**Provided text:**
[Start of Attachment]

Have a Holly Jolly (Ranchers) Christmas!
Jolly Ranchers got me into trouble once when I was in 6th grade. Keep in mind, I was the straight-A, never-in-trouble, nice-to-everyone band geek. But there was this girl in 6th grade (I'm looking at you, Lindsay) who HATED me for no reason. She literally had no reason to be mean to me, other than the fact that she was crappy to pretty much everyone. Her dad was a doctor, and she seemed to think that made her better than everyone else. But she really seemed to have it out for ME. One day she decided to tell the teacher that I was stealing Jolly Ranchers and Starbursts from the his prize stash. This was utter B.S. because I didn't even like those candies - I've always been more of a chocolate girl. AND I WASN'T A THIEF. My teacher believed her, I got in trouble, and for the first time in my life I truly wished harm upon someone: I wished that stupid Lindsay would go step on a Lego.

[End of Attachment]

**Assigned task A:**
According to the Jolly Ranchers post, what was Lindsay's father's job?
**Assigned task B:**
From the Jolly Ranchers post, extract the passage that begins with "Jolly Ranchers got" and runs up to and including "step on a Lego.".

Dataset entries
[Start of Attachment]

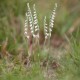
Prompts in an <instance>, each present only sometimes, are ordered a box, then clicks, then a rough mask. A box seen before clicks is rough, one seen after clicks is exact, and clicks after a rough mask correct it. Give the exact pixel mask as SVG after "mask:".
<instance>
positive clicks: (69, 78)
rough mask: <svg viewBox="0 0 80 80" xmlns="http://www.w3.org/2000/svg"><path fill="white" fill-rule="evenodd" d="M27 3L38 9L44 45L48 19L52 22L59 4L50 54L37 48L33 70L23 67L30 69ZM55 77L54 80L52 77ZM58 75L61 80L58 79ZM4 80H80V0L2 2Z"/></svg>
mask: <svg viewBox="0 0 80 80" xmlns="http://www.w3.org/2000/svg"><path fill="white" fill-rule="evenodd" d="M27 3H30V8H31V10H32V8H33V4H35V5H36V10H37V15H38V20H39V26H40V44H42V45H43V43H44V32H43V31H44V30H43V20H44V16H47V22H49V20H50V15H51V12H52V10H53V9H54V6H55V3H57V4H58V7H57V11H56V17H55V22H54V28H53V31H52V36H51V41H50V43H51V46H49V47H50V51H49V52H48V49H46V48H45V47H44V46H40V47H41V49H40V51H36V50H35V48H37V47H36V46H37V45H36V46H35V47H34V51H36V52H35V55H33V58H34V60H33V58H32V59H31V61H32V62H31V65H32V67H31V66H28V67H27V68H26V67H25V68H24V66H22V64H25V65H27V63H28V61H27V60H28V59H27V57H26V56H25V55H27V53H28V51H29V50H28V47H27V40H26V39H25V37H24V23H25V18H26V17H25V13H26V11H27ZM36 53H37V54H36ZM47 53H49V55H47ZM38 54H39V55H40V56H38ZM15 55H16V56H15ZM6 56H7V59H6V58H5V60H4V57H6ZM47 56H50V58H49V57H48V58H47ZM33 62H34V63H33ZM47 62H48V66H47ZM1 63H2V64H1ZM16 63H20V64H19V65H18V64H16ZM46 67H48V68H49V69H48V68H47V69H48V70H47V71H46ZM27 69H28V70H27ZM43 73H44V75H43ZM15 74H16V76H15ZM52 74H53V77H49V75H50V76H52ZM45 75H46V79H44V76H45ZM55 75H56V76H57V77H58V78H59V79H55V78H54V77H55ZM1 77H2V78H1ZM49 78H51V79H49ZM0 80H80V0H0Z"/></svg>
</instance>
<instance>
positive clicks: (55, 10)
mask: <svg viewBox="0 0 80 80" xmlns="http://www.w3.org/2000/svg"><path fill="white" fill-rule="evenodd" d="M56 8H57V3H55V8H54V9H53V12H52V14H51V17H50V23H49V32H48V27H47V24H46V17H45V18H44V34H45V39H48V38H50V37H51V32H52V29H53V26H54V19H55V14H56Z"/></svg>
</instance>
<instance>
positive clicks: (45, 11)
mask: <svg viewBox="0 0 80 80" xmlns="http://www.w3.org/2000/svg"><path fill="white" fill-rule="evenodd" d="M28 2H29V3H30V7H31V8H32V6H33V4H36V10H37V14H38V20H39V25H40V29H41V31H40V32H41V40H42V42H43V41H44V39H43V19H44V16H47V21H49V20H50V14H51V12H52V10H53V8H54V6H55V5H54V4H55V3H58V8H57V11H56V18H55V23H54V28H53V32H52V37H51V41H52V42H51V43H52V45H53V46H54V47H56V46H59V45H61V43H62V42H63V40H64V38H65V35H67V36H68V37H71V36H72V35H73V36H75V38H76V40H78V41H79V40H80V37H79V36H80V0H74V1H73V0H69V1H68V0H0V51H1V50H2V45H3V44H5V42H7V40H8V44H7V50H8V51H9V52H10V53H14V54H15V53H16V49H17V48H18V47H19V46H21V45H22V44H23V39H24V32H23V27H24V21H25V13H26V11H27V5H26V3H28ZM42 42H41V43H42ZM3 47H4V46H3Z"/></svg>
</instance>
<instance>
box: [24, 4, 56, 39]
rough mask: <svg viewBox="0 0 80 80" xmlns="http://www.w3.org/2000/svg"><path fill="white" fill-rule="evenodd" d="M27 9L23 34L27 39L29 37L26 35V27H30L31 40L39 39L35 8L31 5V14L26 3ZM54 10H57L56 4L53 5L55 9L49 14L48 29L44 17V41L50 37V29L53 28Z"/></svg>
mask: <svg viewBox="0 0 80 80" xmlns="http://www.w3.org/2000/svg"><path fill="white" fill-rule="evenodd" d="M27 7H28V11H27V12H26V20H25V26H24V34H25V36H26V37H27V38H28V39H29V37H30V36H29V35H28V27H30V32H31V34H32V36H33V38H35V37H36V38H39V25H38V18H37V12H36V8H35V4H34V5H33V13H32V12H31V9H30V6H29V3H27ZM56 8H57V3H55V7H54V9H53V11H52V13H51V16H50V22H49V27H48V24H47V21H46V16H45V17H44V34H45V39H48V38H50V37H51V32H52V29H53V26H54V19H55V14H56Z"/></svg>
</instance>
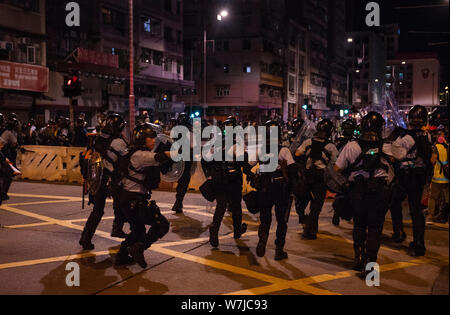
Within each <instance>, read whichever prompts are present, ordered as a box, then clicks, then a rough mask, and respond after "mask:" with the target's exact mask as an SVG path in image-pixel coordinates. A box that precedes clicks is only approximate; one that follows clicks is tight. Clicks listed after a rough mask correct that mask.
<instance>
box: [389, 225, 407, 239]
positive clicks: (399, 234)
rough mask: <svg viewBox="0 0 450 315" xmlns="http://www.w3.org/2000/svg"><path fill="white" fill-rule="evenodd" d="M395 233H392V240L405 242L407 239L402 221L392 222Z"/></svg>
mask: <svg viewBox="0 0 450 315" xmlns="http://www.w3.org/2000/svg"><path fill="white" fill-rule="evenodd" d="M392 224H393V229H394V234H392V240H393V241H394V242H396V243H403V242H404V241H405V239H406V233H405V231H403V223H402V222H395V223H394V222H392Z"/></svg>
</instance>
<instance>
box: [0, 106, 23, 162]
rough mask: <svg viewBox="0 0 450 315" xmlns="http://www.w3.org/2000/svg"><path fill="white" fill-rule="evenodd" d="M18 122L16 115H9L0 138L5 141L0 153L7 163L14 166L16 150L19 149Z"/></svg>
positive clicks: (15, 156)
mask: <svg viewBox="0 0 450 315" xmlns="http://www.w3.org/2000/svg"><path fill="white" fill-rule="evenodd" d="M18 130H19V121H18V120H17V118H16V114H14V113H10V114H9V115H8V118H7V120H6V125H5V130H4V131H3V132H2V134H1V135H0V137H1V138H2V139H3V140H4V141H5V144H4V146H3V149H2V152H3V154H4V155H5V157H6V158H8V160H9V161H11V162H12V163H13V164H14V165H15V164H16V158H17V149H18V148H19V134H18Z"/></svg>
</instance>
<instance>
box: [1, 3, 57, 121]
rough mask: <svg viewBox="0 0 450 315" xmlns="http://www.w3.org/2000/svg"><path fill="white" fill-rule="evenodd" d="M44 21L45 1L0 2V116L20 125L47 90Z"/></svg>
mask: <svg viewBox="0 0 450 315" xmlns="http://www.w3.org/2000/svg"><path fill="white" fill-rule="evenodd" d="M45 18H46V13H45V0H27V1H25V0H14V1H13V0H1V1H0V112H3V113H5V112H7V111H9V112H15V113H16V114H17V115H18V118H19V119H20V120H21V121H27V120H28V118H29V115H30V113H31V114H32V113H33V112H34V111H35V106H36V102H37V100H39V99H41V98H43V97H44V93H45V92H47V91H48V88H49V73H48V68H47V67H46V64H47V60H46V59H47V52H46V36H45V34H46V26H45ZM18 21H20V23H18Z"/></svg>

[End of Attachment]
[Start of Attachment]

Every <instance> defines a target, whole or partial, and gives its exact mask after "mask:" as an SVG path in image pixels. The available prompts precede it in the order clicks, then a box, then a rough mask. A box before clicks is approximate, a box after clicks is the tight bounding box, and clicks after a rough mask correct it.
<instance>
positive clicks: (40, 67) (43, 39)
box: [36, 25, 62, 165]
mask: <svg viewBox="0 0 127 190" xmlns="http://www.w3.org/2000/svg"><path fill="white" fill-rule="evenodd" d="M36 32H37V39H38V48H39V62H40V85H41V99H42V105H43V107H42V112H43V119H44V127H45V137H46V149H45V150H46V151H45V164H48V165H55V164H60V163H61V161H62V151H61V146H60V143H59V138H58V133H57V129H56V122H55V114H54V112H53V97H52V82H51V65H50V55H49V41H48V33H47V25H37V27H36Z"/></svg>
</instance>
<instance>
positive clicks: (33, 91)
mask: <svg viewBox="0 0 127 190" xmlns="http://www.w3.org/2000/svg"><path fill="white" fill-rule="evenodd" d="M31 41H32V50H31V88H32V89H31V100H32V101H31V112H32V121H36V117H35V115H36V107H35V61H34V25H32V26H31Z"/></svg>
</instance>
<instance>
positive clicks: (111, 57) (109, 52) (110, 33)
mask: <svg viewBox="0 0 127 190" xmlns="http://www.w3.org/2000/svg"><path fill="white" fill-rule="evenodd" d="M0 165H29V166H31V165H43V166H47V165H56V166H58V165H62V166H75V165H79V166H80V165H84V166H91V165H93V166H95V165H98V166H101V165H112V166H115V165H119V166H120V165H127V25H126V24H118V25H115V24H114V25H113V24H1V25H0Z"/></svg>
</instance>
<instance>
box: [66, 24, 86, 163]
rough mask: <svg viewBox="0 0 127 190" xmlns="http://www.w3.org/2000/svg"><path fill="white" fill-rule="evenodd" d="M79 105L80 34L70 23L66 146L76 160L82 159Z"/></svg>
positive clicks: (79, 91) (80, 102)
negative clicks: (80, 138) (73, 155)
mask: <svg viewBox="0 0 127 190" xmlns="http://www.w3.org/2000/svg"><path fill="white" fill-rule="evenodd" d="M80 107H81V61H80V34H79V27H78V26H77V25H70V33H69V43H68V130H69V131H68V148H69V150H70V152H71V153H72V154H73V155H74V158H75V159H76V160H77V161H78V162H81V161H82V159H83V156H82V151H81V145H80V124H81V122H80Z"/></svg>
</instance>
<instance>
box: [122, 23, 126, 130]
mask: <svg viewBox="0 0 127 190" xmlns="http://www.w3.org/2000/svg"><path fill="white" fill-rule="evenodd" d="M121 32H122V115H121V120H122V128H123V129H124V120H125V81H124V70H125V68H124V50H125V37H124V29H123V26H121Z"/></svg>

[End of Attachment]

**Task response A:**
He was a doctor.

**Task response B:**
Jolly Ranchers got me into trouble once when I was in 6th grade. Keep in mind, I was the straight-A, never-in-trouble, nice-to-everyone band geek. But there was this girl in 6th grade (I'm looking at you, Lindsay) who HATED me for no reason. She literally had no reason to be mean to me, other than the fact that she was crappy to pretty much everyone. Her dad was a doctor, and she seemed to think that made her better than everyone else. But she really seemed to have it out for ME. One day she decided to tell the teacher that I was stealing Jolly Ranchers and Starbursts from the his prize stash. This was utter B.S. because I didn't even like those candies - I've always been more of a chocolate girl. AND I WASN'T A THIEF. My teacher believed her, I got in trouble, and for the first time in my life I truly wished harm upon someone: I wished that stupid Lindsay would go step on a Lego.